> **EXERCISE DETAILS**
Set out exactly every line of the entries below, starting at the line that holds "Target: bidens subalternans" and stopping after the line that holds "If you could tag each instance of the thin".

»»

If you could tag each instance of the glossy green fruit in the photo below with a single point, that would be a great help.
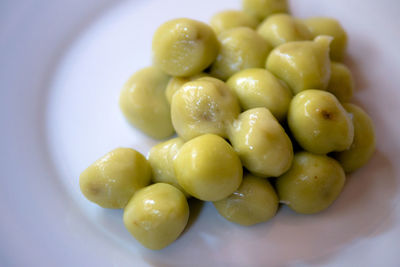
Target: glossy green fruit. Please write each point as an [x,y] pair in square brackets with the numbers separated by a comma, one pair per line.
[144,104]
[241,48]
[341,83]
[206,105]
[363,146]
[161,157]
[255,201]
[175,83]
[278,29]
[261,9]
[319,122]
[156,215]
[259,88]
[312,184]
[261,143]
[208,168]
[184,47]
[230,19]
[303,64]
[331,27]
[112,180]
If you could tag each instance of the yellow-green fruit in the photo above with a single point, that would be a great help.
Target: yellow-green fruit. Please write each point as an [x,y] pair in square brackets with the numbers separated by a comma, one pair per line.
[255,201]
[259,88]
[241,48]
[341,83]
[329,26]
[184,47]
[363,146]
[176,82]
[302,64]
[206,105]
[161,157]
[208,168]
[261,9]
[312,184]
[156,215]
[144,104]
[261,143]
[112,180]
[282,28]
[230,19]
[319,122]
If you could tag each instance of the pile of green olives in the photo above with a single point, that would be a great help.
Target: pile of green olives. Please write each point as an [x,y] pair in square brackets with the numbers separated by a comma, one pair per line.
[260,104]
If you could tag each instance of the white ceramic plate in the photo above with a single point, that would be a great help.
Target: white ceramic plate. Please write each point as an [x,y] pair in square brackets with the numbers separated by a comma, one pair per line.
[62,66]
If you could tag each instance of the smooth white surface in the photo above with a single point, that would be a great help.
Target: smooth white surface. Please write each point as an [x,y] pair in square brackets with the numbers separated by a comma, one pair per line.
[62,66]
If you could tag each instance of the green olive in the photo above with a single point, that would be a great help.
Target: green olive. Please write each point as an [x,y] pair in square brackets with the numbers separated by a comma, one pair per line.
[241,48]
[206,105]
[230,19]
[302,64]
[319,122]
[261,143]
[176,82]
[261,9]
[312,184]
[184,47]
[341,83]
[255,201]
[278,29]
[363,146]
[161,157]
[156,215]
[329,26]
[144,104]
[259,88]
[112,180]
[208,168]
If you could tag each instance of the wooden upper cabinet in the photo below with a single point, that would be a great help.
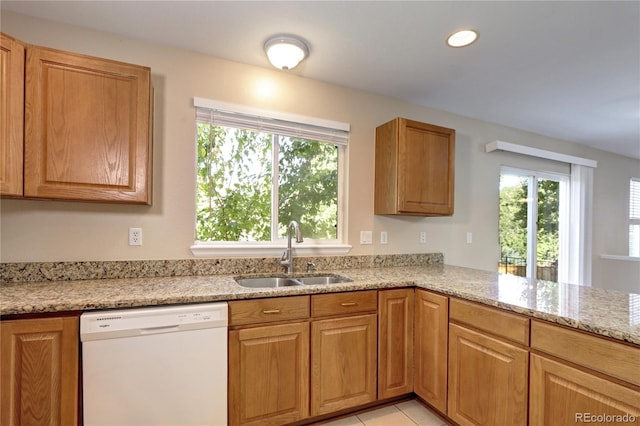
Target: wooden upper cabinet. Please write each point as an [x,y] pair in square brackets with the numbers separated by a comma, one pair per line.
[12,115]
[87,128]
[414,169]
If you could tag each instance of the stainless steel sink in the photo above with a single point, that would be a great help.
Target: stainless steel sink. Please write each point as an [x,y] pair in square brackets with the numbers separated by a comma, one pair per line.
[271,282]
[275,282]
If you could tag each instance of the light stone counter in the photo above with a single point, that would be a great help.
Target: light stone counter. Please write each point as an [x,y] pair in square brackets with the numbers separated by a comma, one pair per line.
[607,313]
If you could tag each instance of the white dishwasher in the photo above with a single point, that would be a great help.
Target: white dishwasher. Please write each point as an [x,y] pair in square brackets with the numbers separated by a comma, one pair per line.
[155,366]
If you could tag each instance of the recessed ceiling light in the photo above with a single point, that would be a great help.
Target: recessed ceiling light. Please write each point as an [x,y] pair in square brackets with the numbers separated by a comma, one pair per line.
[462,38]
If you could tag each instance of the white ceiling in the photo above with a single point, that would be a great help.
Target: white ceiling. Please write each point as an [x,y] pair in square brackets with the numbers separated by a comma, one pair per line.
[564,69]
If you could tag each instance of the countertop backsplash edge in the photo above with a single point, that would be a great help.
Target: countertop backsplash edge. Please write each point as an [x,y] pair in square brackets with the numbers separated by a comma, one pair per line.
[121,269]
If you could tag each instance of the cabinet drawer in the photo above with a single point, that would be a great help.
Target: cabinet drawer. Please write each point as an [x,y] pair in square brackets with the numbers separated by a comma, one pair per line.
[344,303]
[499,323]
[268,310]
[615,359]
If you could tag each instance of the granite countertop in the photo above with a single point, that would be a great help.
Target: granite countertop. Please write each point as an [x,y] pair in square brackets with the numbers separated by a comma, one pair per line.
[608,313]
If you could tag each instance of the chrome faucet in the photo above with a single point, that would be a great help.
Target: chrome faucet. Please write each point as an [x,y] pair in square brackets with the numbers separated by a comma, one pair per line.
[287,257]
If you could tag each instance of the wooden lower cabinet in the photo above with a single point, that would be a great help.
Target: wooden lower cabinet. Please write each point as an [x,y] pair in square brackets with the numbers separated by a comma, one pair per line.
[269,374]
[39,371]
[343,363]
[488,380]
[564,395]
[430,348]
[395,342]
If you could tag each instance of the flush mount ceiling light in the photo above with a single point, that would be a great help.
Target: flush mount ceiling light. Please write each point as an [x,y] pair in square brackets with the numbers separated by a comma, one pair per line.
[285,51]
[462,38]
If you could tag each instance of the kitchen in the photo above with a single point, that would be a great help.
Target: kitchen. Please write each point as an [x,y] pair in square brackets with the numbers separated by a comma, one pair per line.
[32,230]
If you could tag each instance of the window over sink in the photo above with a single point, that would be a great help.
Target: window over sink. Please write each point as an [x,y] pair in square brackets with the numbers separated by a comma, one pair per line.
[258,170]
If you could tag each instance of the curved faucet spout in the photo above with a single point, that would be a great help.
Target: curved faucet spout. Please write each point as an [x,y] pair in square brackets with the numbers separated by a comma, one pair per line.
[287,257]
[296,227]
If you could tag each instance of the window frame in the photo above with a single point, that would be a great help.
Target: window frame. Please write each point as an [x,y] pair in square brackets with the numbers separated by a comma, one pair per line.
[634,200]
[338,246]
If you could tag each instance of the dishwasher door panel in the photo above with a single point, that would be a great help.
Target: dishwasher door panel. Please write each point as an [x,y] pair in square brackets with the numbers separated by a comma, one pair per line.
[175,378]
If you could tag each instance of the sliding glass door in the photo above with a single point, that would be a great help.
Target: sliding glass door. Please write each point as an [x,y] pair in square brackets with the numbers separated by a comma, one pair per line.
[533,223]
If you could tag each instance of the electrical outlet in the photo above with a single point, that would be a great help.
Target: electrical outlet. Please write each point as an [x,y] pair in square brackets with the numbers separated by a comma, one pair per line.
[366,237]
[383,237]
[135,236]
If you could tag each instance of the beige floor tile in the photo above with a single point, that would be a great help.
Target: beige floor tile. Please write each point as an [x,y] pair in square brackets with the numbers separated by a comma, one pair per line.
[346,421]
[420,414]
[386,416]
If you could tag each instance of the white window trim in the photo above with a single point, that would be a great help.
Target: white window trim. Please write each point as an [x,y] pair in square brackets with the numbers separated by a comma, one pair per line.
[309,247]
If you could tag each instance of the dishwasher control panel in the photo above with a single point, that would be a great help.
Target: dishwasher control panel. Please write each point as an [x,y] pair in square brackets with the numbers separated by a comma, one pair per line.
[141,321]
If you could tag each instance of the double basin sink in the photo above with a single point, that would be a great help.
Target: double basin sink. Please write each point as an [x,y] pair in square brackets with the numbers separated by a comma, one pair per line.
[274,282]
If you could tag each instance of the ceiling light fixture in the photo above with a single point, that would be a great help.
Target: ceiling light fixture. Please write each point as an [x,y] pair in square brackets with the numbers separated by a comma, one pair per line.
[285,51]
[462,38]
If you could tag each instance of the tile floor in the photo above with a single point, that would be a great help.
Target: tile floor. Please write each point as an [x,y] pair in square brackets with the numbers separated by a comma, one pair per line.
[407,413]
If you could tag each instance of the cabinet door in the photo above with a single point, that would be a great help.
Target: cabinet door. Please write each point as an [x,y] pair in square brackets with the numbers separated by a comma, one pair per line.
[87,128]
[11,115]
[425,169]
[431,336]
[564,395]
[487,380]
[343,363]
[395,342]
[39,371]
[269,374]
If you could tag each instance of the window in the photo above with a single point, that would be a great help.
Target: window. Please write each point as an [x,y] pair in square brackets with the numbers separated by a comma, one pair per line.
[634,217]
[533,223]
[257,172]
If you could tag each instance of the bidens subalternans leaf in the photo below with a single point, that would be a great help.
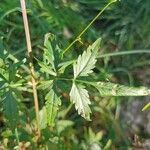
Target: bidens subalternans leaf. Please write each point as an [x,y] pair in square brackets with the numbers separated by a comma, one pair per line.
[80,97]
[83,67]
[86,62]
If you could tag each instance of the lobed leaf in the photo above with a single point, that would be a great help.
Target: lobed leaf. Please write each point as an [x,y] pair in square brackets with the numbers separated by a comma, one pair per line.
[80,97]
[86,62]
[52,105]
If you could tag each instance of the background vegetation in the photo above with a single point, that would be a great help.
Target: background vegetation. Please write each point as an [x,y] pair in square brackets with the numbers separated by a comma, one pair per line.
[124,27]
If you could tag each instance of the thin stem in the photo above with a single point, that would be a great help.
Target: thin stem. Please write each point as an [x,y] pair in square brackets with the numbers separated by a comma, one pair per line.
[29,49]
[78,38]
[124,53]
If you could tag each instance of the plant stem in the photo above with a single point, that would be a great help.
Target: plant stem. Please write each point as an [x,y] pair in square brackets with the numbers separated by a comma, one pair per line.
[29,49]
[78,38]
[124,53]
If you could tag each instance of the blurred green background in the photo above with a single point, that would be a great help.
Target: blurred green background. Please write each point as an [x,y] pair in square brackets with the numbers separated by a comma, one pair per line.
[117,123]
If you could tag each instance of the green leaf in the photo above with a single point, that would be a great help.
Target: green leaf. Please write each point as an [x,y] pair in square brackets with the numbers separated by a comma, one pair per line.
[10,108]
[146,106]
[45,84]
[80,97]
[112,89]
[52,105]
[64,65]
[64,124]
[46,68]
[86,62]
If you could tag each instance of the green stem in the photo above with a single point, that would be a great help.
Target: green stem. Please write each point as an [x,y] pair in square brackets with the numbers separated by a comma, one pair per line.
[124,53]
[78,38]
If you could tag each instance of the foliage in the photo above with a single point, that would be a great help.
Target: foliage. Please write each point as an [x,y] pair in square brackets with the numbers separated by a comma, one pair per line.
[82,79]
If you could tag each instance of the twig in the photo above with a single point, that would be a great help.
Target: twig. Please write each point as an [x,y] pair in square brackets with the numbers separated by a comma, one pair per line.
[29,49]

««

> **EXPECTED OUTPUT**
Target: bidens subalternans leaf. Please write each point as an [x,y] pair in square brackets with the numbers separated by a comma, one pair per line.
[80,97]
[83,67]
[86,62]
If you could tag each instance of the lobed leaf in the photo above with a single point, that would be a great help.
Target: lobed leaf. Please write each point as an [x,y] pair in square brackets with the numbers separated by a comma, one pair per line.
[80,97]
[86,62]
[52,105]
If you could tag each instance of the background vegetation in the photo above with a single point, that would be a great help.
Target: background vegetation. Please write each point as an [x,y] pair in square brackets with the numbers separated by a comma, one pair per line.
[124,27]
If you could tag each instance of the thin stem in the photo above with a single point, that would be a great help.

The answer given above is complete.